## Data records
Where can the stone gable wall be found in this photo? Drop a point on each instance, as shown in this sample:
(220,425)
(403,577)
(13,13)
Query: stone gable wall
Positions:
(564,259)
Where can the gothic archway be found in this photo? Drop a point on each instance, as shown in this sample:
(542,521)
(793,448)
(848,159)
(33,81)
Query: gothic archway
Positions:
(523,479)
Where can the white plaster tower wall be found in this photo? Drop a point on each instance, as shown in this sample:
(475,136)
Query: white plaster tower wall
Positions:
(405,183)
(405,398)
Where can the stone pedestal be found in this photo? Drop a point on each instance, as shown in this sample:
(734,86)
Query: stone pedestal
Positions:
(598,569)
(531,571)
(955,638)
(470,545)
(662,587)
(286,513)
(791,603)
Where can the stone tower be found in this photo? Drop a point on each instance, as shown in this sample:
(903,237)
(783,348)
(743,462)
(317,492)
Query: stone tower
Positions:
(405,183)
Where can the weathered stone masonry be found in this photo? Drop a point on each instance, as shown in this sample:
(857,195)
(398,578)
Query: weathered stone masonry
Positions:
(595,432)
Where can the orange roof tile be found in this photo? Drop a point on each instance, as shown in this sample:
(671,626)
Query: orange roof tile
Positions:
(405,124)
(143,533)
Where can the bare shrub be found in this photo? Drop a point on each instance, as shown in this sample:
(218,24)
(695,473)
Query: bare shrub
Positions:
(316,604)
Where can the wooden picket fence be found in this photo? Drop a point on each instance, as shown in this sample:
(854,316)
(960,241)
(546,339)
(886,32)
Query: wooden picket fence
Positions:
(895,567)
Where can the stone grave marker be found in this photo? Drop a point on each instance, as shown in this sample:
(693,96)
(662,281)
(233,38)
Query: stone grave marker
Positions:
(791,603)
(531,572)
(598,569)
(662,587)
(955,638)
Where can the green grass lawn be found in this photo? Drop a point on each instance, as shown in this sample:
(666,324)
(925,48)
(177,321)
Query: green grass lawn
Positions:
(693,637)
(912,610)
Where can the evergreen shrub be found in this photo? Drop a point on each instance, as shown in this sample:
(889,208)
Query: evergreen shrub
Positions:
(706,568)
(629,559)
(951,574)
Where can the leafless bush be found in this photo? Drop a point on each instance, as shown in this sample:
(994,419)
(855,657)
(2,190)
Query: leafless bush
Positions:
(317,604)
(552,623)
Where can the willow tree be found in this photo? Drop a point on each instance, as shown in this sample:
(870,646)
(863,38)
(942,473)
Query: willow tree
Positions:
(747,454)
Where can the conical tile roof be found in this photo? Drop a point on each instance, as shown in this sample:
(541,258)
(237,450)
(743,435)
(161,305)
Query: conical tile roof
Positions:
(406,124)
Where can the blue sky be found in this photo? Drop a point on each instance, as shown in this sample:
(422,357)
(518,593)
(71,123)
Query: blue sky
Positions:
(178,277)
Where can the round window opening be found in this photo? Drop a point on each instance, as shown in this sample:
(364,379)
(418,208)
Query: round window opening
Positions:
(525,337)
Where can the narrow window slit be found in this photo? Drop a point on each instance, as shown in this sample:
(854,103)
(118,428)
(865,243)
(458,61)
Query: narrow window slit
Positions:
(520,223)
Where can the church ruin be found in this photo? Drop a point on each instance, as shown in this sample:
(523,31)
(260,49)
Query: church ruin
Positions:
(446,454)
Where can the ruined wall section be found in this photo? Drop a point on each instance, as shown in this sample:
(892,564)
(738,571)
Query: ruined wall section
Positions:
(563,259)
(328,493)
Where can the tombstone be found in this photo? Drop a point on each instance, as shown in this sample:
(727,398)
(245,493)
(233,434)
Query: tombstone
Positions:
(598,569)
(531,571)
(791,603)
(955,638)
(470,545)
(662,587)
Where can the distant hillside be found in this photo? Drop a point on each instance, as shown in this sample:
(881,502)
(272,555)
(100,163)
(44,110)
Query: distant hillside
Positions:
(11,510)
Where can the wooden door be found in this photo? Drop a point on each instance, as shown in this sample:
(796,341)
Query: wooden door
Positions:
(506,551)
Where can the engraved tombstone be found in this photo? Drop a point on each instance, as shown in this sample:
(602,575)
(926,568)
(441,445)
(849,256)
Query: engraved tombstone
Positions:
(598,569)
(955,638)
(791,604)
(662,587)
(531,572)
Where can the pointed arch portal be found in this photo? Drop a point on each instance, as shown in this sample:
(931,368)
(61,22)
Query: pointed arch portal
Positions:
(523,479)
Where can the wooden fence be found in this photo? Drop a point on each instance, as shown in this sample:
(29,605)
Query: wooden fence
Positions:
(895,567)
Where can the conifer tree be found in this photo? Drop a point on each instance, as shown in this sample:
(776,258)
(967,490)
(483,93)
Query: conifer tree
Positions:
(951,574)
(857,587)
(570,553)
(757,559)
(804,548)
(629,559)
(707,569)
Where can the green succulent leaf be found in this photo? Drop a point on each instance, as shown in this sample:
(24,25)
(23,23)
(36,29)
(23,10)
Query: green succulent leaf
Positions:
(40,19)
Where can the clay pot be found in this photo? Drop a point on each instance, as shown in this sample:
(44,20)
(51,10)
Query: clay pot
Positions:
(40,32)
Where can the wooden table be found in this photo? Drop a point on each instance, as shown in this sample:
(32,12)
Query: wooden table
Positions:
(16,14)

## Work request
Keep every word intact and transcribe the records in full.

## Solution for this task
Where can the stone gable wall be found in this photo? Drop a point on each instance, as shown in this sample:
(220,425)
(403,577)
(13,13)
Query: stone gable wall
Positions:
(564,259)
Where can the gothic archway be found in this photo? Drop a point on each instance, as shown in this sample:
(542,521)
(793,448)
(848,159)
(33,81)
Query: gothic archway
Positions:
(523,479)
Where can the white plaster tower wall be found in this photo? Drop a point on each instance, as shown in this sample:
(475,136)
Query: white plaster tower wall
Positions:
(405,183)
(405,398)
Where can the stone pedestal be found in this photo? Drop a point on each instance, as shown in this sample:
(734,86)
Query: stone pedestal
Positions:
(598,569)
(531,571)
(955,638)
(470,545)
(662,587)
(286,513)
(791,603)
Where can the stone tower be found in this photo? Drop a point on each instance, as shown in this sample:
(903,237)
(783,348)
(743,462)
(317,492)
Query: stone tower
Positions:
(405,183)
Where can the weathered stone masonry be found in this photo? Drop a point on each instance, as shown in this sample:
(857,195)
(398,578)
Query: weathered stone masonry
Positions:
(595,432)
Where can the orange roof tile be found in this photo? Drop a point on each instance, as shown in this sample:
(671,626)
Query: orange roof tile
Positions:
(405,124)
(143,533)
Where can the bare shrub be found in this photo? Drop a point on each instance, as shown in this sample:
(218,24)
(695,473)
Query: bare shrub
Positions:
(316,604)
Where can the wooden picket fence be found in this photo? Drop a point on each instance, as shown in this sample:
(854,316)
(960,241)
(546,339)
(886,32)
Query: wooden picket fence
Positions:
(895,567)
Where can the stone grave marker be found in this photo? Drop a point on each instance, as shown in this sample:
(693,96)
(662,281)
(233,38)
Query: stone grave marker
Positions:
(791,603)
(531,572)
(598,569)
(662,587)
(955,638)
Where can the green grass lawn be found in this photo? Drop a point on each instance, as shown in this sample:
(666,324)
(925,48)
(177,321)
Query: green grass lawn
Positions:
(693,637)
(912,610)
Where can the evergreen shrub be found in this photo? Drop a point on each instance, as shown in this sample:
(889,208)
Query: evergreen shrub
Positions:
(706,568)
(629,559)
(951,574)
Where can the leafless bush be found in this photo? Drop a point on each instance, as shown in this sample:
(994,419)
(855,657)
(2,190)
Query: leafless bush
Positions:
(317,604)
(552,623)
Where can the willow tree be found in this photo? Drop a point on each instance, as shown in this sample:
(870,646)
(863,38)
(942,473)
Query: willow tree
Positions:
(747,454)
Where can the conical tile roof be found in this photo? Drop a point on each instance, as shown in this sample:
(541,258)
(237,450)
(743,435)
(161,305)
Query: conical tile roof
Positions:
(406,124)
Where can the blue sky be found in this photo? Drop a point on each instance, as shown in this sample:
(422,357)
(518,593)
(71,123)
Query: blue sky
Positions:
(178,277)
Where can the round window opening be found in this photo? Drop a point on each instance, as shown in this sample:
(364,379)
(418,208)
Query: round window opening
Positions:
(525,337)
Where can the narrow window slit be found in this photo? Drop a point on each instance, as shown in this sample:
(854,103)
(118,428)
(865,243)
(458,61)
Query: narrow window slit
Positions:
(520,223)
Where can the church ruin be found in this photo? Drop a point on each instance, as shown in this sample:
(523,31)
(260,49)
Query: church ruin
Positions:
(446,454)
Where can the ruined wall section be found in this photo? Drop a point on each instance, as shown in this sample:
(892,564)
(738,571)
Query: ruined wall section
Positions:
(563,259)
(328,493)
Where can the tombstone be found in this photo? Drop a point on each instance, as shown in this sample:
(727,398)
(245,493)
(233,434)
Query: tombstone
Positions:
(598,569)
(531,571)
(791,603)
(955,638)
(470,545)
(662,587)
Where can the distant hillside be found in this photo? Drop a point on each instance, as shown in this sample:
(881,502)
(272,555)
(100,163)
(44,110)
Query: distant hillside
Positions:
(11,510)
Where can the wooden door be found in this photo? Drop a point on each instance, as shown in this sample:
(796,341)
Query: wooden door
Positions:
(506,551)
Where can the engraved tombstone be found in this photo? Drop a point on each instance, as shown in this sample:
(602,575)
(926,568)
(441,445)
(849,256)
Query: engraved tombstone
Positions:
(598,569)
(955,638)
(791,604)
(662,587)
(531,572)
Where can the pointed arch portal be found in this photo? Drop a point on each instance, as shown in this sample:
(931,368)
(61,22)
Query: pointed arch portal
Positions:
(523,479)
Where can the wooden fence be found in this photo? Drop a point on each instance, as shown in this sample:
(29,605)
Query: wooden fence
Positions:
(895,567)
Where can the conifer tree be found in this photo? Drop a point on each instance, as shown in this sample:
(776,258)
(967,490)
(483,93)
Query: conifer tree
Positions:
(951,574)
(857,587)
(570,553)
(757,559)
(804,548)
(629,559)
(707,569)
Where can the green succulent leaf be found in this photo? Drop a point on each instance, as shown in this sample:
(24,25)
(23,23)
(36,29)
(23,10)
Query: green succulent leaf
Positions:
(40,19)
Where can the clay pot be found in this photo? Drop a point on each instance, as shown in this sample:
(44,20)
(51,10)
Query: clay pot
Positions:
(40,32)
Where can the wooden table be found in this photo? Drop a point on each instance, as shown in this sample:
(32,12)
Query: wooden table
Positions:
(16,14)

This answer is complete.